#### TO BE DONE:
Write out the lines exactly, starting with the very first line and going on through the line with "768), (128, 764)]", both included.

········

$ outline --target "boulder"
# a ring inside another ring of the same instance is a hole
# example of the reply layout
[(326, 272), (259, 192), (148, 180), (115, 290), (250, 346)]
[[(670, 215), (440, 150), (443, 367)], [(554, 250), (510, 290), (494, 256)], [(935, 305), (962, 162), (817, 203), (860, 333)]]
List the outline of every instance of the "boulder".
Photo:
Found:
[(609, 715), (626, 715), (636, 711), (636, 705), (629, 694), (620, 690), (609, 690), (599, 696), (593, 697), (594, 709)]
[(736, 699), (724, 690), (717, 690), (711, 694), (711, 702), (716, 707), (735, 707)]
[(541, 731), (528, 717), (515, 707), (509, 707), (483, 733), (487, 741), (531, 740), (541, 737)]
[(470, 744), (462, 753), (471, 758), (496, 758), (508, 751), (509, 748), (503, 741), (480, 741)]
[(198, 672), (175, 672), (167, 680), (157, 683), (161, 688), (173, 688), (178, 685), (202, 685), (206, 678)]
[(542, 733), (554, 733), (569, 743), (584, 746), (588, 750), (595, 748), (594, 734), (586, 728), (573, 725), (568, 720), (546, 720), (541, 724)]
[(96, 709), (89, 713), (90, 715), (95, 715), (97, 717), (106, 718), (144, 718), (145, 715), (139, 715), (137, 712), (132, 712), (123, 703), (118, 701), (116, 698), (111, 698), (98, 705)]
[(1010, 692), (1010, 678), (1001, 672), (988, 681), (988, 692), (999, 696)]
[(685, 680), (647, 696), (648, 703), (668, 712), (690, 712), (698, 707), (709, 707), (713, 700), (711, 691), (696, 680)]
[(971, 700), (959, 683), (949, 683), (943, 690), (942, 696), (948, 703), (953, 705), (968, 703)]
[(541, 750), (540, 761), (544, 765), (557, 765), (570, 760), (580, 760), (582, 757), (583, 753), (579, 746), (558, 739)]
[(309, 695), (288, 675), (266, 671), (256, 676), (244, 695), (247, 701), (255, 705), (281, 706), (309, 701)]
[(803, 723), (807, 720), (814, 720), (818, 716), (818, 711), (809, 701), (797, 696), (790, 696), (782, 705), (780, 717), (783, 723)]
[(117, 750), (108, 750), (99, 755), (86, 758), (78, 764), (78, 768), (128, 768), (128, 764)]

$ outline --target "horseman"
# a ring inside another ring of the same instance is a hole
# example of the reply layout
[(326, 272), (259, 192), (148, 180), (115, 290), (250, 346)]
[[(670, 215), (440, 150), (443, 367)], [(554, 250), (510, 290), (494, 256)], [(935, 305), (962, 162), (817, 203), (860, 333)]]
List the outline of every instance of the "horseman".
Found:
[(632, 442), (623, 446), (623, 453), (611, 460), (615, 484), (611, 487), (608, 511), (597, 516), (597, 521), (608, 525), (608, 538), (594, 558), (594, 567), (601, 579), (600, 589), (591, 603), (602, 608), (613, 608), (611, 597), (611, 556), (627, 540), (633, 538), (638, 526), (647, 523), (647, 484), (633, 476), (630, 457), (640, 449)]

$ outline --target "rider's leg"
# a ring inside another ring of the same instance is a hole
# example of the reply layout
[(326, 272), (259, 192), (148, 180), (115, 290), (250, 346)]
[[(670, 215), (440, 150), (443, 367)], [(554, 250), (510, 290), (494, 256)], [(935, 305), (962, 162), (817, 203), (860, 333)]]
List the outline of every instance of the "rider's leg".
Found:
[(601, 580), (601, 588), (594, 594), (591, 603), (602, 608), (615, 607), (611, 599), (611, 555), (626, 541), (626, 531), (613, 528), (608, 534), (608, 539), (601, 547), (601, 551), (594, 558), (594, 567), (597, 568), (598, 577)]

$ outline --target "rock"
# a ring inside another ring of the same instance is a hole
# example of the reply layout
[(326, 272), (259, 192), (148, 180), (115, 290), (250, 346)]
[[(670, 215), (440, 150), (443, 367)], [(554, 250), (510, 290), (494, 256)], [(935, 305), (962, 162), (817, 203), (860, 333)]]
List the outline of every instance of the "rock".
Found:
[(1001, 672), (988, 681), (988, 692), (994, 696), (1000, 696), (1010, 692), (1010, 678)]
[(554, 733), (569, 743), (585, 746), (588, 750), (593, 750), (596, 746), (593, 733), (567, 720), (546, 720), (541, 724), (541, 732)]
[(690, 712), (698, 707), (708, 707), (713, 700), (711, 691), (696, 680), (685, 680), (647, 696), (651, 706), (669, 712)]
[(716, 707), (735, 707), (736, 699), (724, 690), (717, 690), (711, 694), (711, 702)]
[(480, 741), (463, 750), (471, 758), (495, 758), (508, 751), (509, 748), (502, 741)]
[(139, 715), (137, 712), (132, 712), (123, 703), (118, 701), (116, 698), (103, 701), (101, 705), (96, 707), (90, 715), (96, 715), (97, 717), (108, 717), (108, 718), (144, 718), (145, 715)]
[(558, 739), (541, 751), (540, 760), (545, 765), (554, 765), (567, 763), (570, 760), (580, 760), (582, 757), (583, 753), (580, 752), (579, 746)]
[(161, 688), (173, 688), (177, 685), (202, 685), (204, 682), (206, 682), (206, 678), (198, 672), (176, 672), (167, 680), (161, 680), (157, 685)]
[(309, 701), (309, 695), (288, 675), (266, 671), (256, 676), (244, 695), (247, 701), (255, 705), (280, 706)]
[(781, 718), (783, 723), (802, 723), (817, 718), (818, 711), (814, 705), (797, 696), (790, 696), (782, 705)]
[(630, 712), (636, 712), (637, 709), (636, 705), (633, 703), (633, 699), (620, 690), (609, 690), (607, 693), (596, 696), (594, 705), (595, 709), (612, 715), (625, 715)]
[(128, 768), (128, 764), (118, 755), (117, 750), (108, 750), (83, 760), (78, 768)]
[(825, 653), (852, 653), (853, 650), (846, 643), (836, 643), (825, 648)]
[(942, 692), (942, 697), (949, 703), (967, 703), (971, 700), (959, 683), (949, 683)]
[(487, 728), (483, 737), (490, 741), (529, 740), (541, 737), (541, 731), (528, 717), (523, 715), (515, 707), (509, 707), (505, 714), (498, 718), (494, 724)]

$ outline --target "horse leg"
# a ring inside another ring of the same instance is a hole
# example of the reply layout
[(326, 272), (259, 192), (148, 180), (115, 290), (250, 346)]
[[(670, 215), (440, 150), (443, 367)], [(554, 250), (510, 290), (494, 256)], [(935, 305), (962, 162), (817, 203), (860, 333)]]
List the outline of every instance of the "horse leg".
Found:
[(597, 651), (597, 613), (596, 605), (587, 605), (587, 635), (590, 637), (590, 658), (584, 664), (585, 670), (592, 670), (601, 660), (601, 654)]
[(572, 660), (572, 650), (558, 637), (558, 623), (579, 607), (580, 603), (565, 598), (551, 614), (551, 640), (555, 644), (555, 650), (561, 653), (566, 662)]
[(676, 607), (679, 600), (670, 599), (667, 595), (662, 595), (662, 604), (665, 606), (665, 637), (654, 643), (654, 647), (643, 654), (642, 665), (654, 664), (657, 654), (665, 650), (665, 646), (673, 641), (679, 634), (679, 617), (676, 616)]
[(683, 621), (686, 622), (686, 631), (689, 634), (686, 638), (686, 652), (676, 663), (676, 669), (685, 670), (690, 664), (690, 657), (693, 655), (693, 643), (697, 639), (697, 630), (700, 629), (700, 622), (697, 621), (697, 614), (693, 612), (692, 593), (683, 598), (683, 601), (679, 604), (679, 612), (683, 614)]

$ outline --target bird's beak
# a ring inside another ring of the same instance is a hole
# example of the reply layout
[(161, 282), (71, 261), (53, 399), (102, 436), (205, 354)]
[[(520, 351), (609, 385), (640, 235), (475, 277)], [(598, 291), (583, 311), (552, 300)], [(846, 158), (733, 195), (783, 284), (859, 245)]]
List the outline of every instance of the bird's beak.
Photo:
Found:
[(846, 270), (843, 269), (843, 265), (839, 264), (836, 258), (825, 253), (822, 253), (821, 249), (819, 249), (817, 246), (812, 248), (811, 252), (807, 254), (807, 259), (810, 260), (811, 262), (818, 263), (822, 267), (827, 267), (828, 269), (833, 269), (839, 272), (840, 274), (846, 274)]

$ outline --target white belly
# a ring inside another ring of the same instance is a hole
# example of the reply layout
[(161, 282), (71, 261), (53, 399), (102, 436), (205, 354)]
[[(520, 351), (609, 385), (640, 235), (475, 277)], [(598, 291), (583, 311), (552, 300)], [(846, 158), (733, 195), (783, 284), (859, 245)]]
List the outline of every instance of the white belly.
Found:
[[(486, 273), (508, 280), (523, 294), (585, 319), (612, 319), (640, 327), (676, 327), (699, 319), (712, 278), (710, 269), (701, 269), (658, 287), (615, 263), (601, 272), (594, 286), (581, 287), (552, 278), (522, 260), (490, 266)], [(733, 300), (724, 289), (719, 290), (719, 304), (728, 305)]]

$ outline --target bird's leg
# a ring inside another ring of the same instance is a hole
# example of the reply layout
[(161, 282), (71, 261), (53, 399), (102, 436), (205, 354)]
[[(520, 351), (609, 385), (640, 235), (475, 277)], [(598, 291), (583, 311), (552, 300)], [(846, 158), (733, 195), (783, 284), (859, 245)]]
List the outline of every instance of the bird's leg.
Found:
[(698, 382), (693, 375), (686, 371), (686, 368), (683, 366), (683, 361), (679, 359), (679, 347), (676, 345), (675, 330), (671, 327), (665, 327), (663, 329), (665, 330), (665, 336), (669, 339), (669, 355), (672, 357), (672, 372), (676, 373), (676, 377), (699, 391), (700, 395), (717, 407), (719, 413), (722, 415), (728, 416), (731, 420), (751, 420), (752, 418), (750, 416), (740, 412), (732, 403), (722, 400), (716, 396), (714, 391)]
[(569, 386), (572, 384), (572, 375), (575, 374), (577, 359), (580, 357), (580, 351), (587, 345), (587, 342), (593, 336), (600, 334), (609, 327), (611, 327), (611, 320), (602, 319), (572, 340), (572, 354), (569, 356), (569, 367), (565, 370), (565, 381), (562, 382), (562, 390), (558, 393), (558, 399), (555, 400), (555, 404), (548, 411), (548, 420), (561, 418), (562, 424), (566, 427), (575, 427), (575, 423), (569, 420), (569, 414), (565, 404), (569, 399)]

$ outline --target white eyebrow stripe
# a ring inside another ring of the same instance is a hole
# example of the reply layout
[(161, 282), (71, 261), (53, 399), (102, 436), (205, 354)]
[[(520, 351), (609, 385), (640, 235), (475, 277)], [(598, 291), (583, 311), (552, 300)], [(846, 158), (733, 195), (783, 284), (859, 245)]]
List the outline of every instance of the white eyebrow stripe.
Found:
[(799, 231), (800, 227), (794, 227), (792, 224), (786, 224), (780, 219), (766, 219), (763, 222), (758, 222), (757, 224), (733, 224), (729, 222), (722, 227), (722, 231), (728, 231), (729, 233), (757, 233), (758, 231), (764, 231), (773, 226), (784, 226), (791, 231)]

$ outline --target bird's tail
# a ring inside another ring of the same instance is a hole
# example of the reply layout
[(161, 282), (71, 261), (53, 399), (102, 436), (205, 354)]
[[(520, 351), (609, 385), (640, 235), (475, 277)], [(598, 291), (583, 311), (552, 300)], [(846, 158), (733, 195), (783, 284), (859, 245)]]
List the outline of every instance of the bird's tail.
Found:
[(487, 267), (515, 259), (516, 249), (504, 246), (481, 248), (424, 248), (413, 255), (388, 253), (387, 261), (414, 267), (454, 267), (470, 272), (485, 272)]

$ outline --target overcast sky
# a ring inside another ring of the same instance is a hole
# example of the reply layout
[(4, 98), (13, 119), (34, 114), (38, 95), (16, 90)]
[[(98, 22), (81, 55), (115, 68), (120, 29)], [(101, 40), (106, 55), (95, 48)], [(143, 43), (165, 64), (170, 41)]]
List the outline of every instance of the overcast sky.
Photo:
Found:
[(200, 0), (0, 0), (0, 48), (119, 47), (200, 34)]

········

#### EXERCISE OUTPUT:
$ outline --target "boulder"
# a ring inside another ring of the same instance is a hole
# example of the reply layout
[(326, 272), (259, 192), (148, 180), (115, 290), (250, 346)]
[[(670, 215), (440, 150), (443, 367)], [(554, 250), (510, 290), (494, 256)], [(935, 305), (962, 162), (817, 203), (860, 333)]]
List the outline of every instance of the "boulder".
Photo:
Found:
[(609, 715), (626, 715), (636, 711), (636, 705), (629, 694), (620, 690), (609, 690), (599, 696), (593, 697), (594, 709)]
[(736, 699), (724, 690), (717, 690), (711, 694), (711, 702), (716, 707), (735, 707)]
[(541, 731), (528, 717), (515, 707), (509, 707), (483, 733), (487, 741), (531, 740), (541, 737)]
[(470, 744), (462, 753), (471, 758), (496, 758), (508, 751), (509, 748), (503, 741), (480, 741)]
[(198, 672), (175, 672), (167, 680), (157, 683), (161, 688), (173, 688), (178, 685), (202, 685), (206, 678)]
[(542, 733), (554, 733), (569, 743), (584, 746), (588, 750), (595, 748), (594, 734), (586, 728), (573, 725), (568, 720), (546, 720), (541, 724)]
[(96, 709), (89, 713), (90, 715), (95, 715), (97, 717), (106, 718), (144, 718), (145, 715), (139, 715), (137, 712), (132, 712), (123, 703), (118, 701), (116, 698), (111, 698), (98, 705)]
[(1010, 692), (1010, 678), (1001, 672), (988, 681), (988, 692), (999, 696)]
[(685, 680), (647, 696), (648, 703), (668, 712), (690, 712), (698, 707), (709, 707), (713, 700), (711, 691), (696, 680)]
[(971, 700), (959, 683), (949, 683), (943, 690), (942, 696), (948, 703), (953, 705), (968, 703)]
[(541, 750), (540, 761), (544, 765), (557, 765), (570, 760), (580, 760), (582, 757), (583, 753), (579, 746), (558, 739)]
[(309, 695), (288, 675), (266, 671), (256, 676), (244, 695), (247, 701), (255, 705), (281, 706), (309, 701)]
[(803, 723), (807, 720), (814, 720), (818, 716), (818, 711), (809, 701), (797, 696), (790, 696), (782, 705), (780, 717), (783, 723)]
[(117, 750), (108, 750), (99, 755), (86, 758), (78, 764), (78, 768), (128, 768), (128, 764)]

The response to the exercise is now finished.